● WRITTEN EXERCISE
Can you return the rows below verbatim, from the line with "of the <item>fallen" to the line with "POLYGON ((25 238, 24", both lines included?

— start —

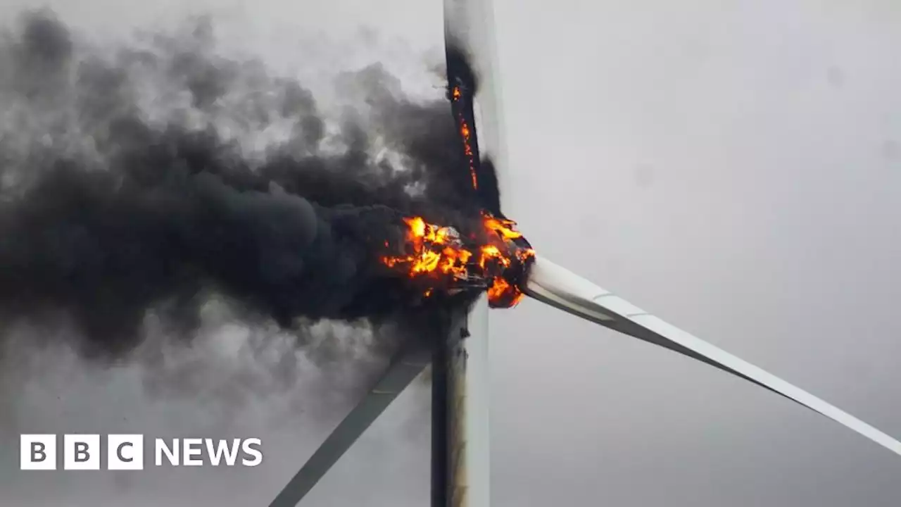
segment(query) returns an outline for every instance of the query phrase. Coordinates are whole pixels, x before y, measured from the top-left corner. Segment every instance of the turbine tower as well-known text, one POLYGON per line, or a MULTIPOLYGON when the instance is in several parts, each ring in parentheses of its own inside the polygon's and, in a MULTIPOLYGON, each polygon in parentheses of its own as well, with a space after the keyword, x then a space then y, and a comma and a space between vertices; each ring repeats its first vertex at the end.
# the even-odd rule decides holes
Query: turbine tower
MULTIPOLYGON (((504 217, 507 177, 504 114, 491 0, 443 0, 448 89, 462 124, 473 187, 485 210, 504 217), (497 192, 487 191, 496 181, 497 192), (488 185, 479 184, 488 183, 488 185), (499 197, 498 197, 499 195, 499 197)), ((528 247, 528 244, 523 246, 528 247)), ((530 249, 530 252, 531 249, 530 249)), ((531 298, 621 334, 662 346, 793 400, 901 455, 901 442, 787 382, 635 307, 609 290, 534 255, 518 287, 531 298)), ((412 344, 339 424, 270 507, 294 507, 431 362, 432 507, 490 505, 488 309, 483 294, 439 323, 429 345, 412 344)))

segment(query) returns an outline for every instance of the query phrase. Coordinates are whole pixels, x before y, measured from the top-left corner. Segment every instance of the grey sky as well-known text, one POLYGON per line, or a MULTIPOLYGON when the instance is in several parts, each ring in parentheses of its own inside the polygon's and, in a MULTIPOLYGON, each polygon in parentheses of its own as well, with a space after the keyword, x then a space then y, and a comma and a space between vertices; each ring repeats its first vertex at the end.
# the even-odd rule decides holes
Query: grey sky
MULTIPOLYGON (((51 4, 97 38, 186 10, 51 4)), ((381 59, 428 90, 425 63, 440 58, 439 2, 188 4, 217 5, 223 29, 247 38, 235 50, 305 78, 381 59)), ((8 20, 33 3, 5 5, 8 20)), ((507 213, 532 244, 901 437, 901 62, 892 57, 901 10, 887 1, 571 0, 505 0, 497 10, 515 189, 507 213)), ((896 456, 713 368, 531 301, 495 312, 491 326, 497 505, 901 499, 896 456)), ((262 505, 328 431, 308 413, 285 420, 278 396, 222 416, 186 396, 145 400, 127 368, 52 364, 46 391, 3 386, 7 401, 28 401, 14 417, 59 432, 102 423, 181 434, 231 418, 230 434, 262 433, 267 463, 133 477, 13 472, 0 479, 4 505, 262 505), (120 414, 127 420, 110 421, 120 414)), ((298 383, 312 389, 316 379, 298 383)), ((425 504, 425 400, 414 392, 392 407, 307 504, 425 504)), ((3 438, 15 448, 15 436, 3 438)))

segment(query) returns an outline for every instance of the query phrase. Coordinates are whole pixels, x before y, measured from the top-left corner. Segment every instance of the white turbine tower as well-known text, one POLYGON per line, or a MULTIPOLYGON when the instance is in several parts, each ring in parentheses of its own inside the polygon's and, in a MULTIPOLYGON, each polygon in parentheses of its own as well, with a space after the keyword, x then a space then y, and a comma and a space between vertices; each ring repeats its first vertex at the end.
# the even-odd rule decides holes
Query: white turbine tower
MULTIPOLYGON (((443 0, 449 89, 459 87, 471 107, 479 171, 493 167, 500 202, 485 207, 500 214, 509 195, 503 139, 504 115, 497 83, 491 0, 443 0), (495 207, 496 209, 492 209, 495 207)), ((454 106, 460 107, 460 105, 454 106)), ((455 114, 459 109, 455 109, 455 114)), ((470 168, 472 169, 472 168, 470 168)), ((461 168, 461 171, 463 168, 461 168)), ((485 176, 485 173, 480 173, 485 176)), ((901 455, 901 442, 815 396, 697 338, 536 256, 526 295, 622 334, 663 346, 751 381, 791 399, 901 455)), ((488 507, 488 303, 485 295, 469 314, 441 327, 434 349, 412 346, 341 422, 282 490, 270 507, 294 507, 353 442, 425 366, 434 368, 432 388, 432 507, 488 507), (467 336, 468 335, 468 336, 467 336)))

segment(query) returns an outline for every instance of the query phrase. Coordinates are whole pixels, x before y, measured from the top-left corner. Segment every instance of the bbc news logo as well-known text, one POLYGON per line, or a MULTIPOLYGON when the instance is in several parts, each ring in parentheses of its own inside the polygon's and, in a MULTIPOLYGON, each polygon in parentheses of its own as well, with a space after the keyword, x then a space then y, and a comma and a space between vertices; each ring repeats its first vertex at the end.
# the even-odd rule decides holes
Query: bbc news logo
MULTIPOLYGON (((61 449, 57 443, 52 434, 20 436, 20 468, 56 470, 62 455, 63 470, 100 470, 100 435, 63 435, 61 449)), ((153 466, 257 466, 261 447, 259 438, 154 438, 153 466)), ((143 435, 107 435, 105 447, 107 470, 144 469, 143 435)))

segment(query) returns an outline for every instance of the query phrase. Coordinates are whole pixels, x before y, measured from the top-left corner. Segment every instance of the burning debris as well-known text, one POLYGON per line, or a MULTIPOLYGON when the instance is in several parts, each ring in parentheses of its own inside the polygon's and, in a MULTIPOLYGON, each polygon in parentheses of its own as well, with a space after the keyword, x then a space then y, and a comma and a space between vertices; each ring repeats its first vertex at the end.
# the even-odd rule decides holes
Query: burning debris
POLYGON ((421 217, 405 221, 405 251, 384 256, 382 263, 423 284, 425 297, 435 290, 480 290, 487 291, 492 308, 511 308, 523 299, 520 287, 535 253, 514 222, 484 213, 484 234, 473 233, 465 241, 453 227, 421 217))
POLYGON ((412 102, 384 70, 364 69, 369 123, 327 139, 311 92, 214 56, 209 41, 160 39, 110 59, 79 56, 46 13, 20 29, 0 45, 0 72, 16 77, 0 83, 15 106, 0 124, 5 325, 61 317, 91 348, 117 353, 150 310, 190 330, 211 293, 283 326, 523 297, 533 254, 498 209, 465 83, 449 115, 446 101, 412 102), (166 107, 141 95, 153 87, 190 99, 148 112, 166 107), (279 122, 289 139, 261 159, 234 138, 279 122), (377 161, 376 138, 405 167, 377 161), (323 148, 335 143, 346 150, 323 148))

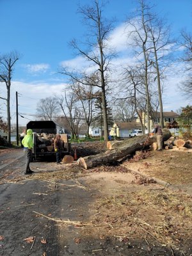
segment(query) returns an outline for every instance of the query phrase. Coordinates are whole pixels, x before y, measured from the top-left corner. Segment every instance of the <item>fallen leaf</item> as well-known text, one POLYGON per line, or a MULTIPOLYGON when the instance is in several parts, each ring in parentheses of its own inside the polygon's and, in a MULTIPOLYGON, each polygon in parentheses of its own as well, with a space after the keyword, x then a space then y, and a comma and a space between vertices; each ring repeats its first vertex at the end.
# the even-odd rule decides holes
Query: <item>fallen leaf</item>
POLYGON ((179 211, 183 211, 185 209, 184 206, 181 205, 177 205, 177 207, 179 211))
POLYGON ((46 244, 47 242, 46 239, 42 239, 41 240, 41 243, 42 244, 46 244))
POLYGON ((81 243, 81 239, 80 238, 75 237, 74 239, 75 243, 76 244, 80 244, 80 243, 81 243))
POLYGON ((25 238, 24 241, 26 241, 27 243, 33 243, 35 239, 35 236, 29 236, 28 238, 25 238))

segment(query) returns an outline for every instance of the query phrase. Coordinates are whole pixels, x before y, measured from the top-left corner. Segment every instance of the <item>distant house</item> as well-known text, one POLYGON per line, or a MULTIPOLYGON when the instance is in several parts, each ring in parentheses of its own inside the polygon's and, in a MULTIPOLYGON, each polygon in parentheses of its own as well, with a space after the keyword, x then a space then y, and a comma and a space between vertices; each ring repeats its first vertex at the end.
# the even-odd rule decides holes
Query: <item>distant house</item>
MULTIPOLYGON (((171 111, 163 112, 163 122, 164 127, 168 127, 169 125, 175 125, 178 127, 178 124, 177 123, 176 119, 179 116, 179 115, 172 110, 171 111), (174 122, 174 121, 175 121, 174 122)), ((147 127, 147 116, 145 112, 141 113, 141 118, 143 122, 143 125, 145 129, 147 127)), ((140 122, 139 118, 137 118, 136 122, 140 122)), ((154 122, 157 122, 158 124, 160 123, 160 113, 157 111, 153 113, 153 120, 150 116, 150 131, 154 130, 154 122)), ((171 127, 171 128, 173 128, 171 127)), ((175 128, 175 127, 174 127, 175 128)), ((147 131, 146 131, 147 132, 147 131)))
POLYGON ((133 130, 141 130, 141 125, 138 122, 115 122, 109 132, 111 136, 129 138, 133 130))
POLYGON ((99 127, 90 127, 89 134, 91 137, 100 137, 102 134, 102 130, 99 127))
MULTIPOLYGON (((7 132, 3 132, 3 130, 0 130, 0 135, 1 137, 4 138, 5 140, 8 140, 8 134, 7 132)), ((12 132, 11 133, 11 142, 16 141, 17 140, 17 133, 12 132)))

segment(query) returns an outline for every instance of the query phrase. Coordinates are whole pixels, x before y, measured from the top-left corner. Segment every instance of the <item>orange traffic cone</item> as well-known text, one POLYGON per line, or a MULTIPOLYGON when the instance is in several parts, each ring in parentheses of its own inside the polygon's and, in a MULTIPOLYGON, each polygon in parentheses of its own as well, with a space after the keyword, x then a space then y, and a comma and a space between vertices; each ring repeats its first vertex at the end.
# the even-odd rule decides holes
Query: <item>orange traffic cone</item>
POLYGON ((75 148, 74 150, 74 160, 77 160, 77 150, 76 148, 75 148))

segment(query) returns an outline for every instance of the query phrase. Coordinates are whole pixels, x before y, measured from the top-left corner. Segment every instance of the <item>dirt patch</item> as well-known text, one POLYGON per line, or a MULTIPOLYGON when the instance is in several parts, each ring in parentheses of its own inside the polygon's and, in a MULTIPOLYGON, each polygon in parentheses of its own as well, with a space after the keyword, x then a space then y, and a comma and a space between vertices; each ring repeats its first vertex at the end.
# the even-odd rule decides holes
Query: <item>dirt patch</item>
POLYGON ((125 163, 150 177, 155 177, 172 184, 192 184, 192 153, 170 150, 154 151, 145 159, 136 158, 125 163))
POLYGON ((130 173, 93 173, 84 179, 101 195, 91 207, 92 225, 82 236, 190 248, 191 196, 155 184, 133 186, 130 173))

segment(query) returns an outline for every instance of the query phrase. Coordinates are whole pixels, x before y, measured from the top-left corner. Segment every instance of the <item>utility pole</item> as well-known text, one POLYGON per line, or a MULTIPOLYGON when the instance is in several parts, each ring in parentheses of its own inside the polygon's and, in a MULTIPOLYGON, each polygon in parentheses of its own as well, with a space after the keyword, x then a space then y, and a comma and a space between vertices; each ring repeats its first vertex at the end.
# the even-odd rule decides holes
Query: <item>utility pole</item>
POLYGON ((16 92, 16 129, 17 129, 17 145, 19 146, 18 93, 17 93, 17 92, 16 92))

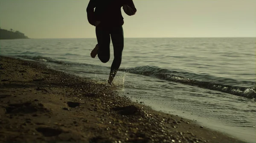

— end —

● THE OUTPUT
segment(query) returns an outline for every instance of the query phrase. Coordinates are whole pixels, x before y, measured from the top-left corner. Segment every instance of the <item>fallen leaf</item> as well-known text, one POLYGON per line, or a MULTIPOLYGON when the instance is in several parts, each ring in parentheses of its own inside the polygon's and, in a MULTIPOLYGON, each polygon in parentheses of its own as well, with a space after the keyword, x then a space then y, and a comma and a space between vertices; each ring repeats its first vertex at the end.
# the even-odd rule decides holes
Query: <item>fallen leaf</item>
POLYGON ((179 211, 183 211, 185 209, 184 206, 181 205, 177 205, 177 207, 179 211))
POLYGON ((46 244, 47 242, 46 239, 42 239, 41 240, 41 243, 42 244, 46 244))
POLYGON ((81 243, 81 239, 80 238, 75 237, 74 239, 75 243, 76 244, 80 244, 80 243, 81 243))
POLYGON ((25 238, 24 241, 26 241, 27 243, 33 243, 35 239, 35 236, 29 236, 28 238, 25 238))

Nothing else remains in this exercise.